PROBLEM DETAILS
Filter task. Return each line of the material that holds the string "find".

^^^^^^^^^^^^^^^^

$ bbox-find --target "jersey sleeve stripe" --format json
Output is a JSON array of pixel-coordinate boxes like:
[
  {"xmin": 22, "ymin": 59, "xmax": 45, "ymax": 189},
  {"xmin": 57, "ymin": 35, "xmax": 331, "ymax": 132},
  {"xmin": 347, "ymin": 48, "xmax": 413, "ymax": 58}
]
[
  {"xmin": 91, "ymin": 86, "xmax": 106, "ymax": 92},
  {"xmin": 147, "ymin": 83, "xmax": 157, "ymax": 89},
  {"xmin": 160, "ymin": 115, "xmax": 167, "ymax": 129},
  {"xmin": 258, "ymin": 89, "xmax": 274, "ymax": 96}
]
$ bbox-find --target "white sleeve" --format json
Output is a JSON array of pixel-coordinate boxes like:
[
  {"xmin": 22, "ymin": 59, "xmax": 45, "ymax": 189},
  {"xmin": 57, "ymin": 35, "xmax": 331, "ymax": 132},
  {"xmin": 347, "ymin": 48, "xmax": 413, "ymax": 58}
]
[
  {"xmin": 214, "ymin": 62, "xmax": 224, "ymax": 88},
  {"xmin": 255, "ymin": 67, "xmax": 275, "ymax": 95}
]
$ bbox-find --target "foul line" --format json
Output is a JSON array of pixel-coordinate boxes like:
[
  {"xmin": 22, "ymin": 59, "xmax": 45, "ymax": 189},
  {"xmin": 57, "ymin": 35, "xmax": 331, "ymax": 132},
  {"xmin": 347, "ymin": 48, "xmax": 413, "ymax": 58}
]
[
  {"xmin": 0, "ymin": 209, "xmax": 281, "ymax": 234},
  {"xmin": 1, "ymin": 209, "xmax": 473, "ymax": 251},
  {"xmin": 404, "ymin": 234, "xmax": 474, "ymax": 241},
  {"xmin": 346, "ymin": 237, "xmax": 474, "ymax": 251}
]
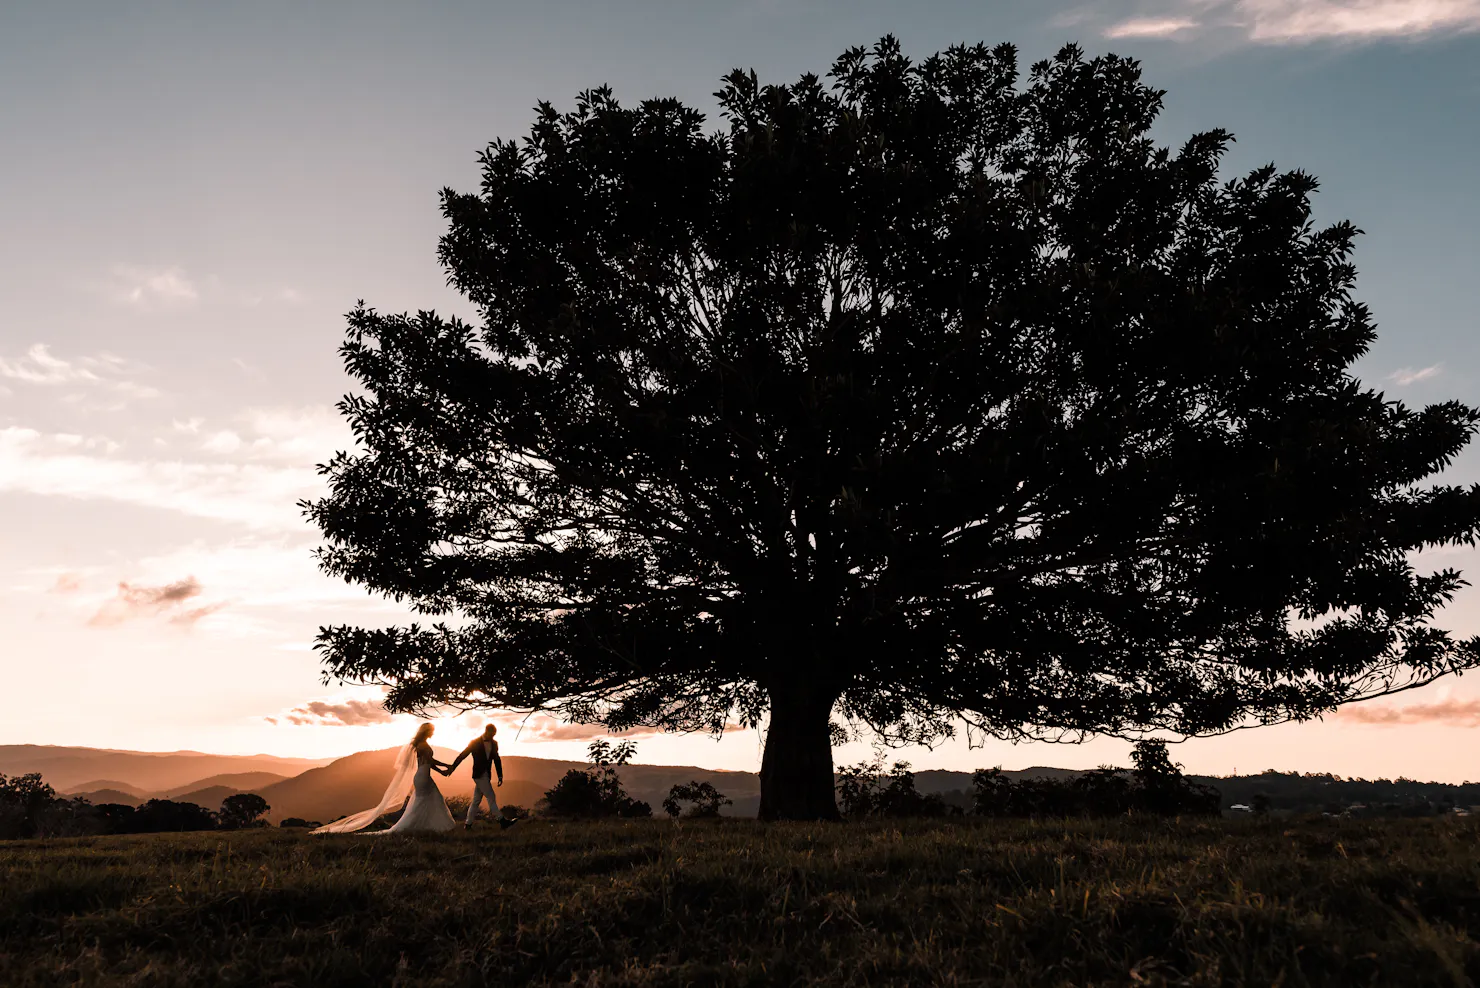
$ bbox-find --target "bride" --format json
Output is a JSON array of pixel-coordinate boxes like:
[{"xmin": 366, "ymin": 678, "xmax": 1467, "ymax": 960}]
[{"xmin": 313, "ymin": 723, "xmax": 457, "ymax": 834}]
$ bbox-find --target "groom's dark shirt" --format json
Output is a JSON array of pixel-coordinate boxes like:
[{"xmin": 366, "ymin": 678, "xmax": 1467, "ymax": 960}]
[{"xmin": 448, "ymin": 738, "xmax": 503, "ymax": 783}]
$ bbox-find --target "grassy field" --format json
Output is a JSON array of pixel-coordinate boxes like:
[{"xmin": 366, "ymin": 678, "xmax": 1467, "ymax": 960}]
[{"xmin": 3, "ymin": 816, "xmax": 1478, "ymax": 987}]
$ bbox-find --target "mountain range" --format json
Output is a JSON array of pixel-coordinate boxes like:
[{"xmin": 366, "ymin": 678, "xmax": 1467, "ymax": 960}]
[
  {"xmin": 0, "ymin": 745, "xmax": 330, "ymax": 793},
  {"xmin": 9, "ymin": 744, "xmax": 1478, "ymax": 821},
  {"xmin": 3, "ymin": 742, "xmax": 1060, "ymax": 822}
]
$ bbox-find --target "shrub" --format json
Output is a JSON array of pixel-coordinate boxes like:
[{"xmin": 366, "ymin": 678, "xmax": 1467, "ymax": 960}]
[
  {"xmin": 541, "ymin": 740, "xmax": 652, "ymax": 818},
  {"xmin": 93, "ymin": 803, "xmax": 140, "ymax": 835},
  {"xmin": 280, "ymin": 818, "xmax": 321, "ymax": 829},
  {"xmin": 836, "ymin": 760, "xmax": 955, "ymax": 819},
  {"xmin": 970, "ymin": 744, "xmax": 1221, "ymax": 819},
  {"xmin": 662, "ymin": 781, "xmax": 732, "ymax": 819},
  {"xmin": 130, "ymin": 799, "xmax": 218, "ymax": 833},
  {"xmin": 0, "ymin": 772, "xmax": 59, "ymax": 839}
]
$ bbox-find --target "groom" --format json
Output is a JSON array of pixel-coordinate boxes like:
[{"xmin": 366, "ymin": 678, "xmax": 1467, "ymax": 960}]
[{"xmin": 442, "ymin": 723, "xmax": 515, "ymax": 830}]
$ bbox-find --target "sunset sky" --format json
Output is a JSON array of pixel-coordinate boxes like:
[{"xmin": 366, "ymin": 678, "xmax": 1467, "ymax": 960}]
[{"xmin": 4, "ymin": 0, "xmax": 1479, "ymax": 781}]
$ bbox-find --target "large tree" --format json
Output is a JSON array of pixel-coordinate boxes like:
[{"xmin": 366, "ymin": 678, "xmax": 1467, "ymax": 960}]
[{"xmin": 308, "ymin": 39, "xmax": 1480, "ymax": 820}]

^^^^^^^^^^^^^^^^

RESULT FOR THIS EXERCISE
$ bbox-find --target "jersey sleeve stripe" --format json
$ bbox-find --target "white sleeve" --format json
$ bbox-find --target "foul line" --format json
$ bbox-find --target "bride" --format json
$ bbox-find --target "groom's dark shirt" --format json
$ bbox-find --target "grassy field" --format json
$ bbox-find --target "mountain range" --format json
$ bbox-find --target "shrub" --format json
$ bbox-find --target "groom" --format json
$ bbox-find --target "sunset sky" --format json
$ bbox-find --target "large tree" --format json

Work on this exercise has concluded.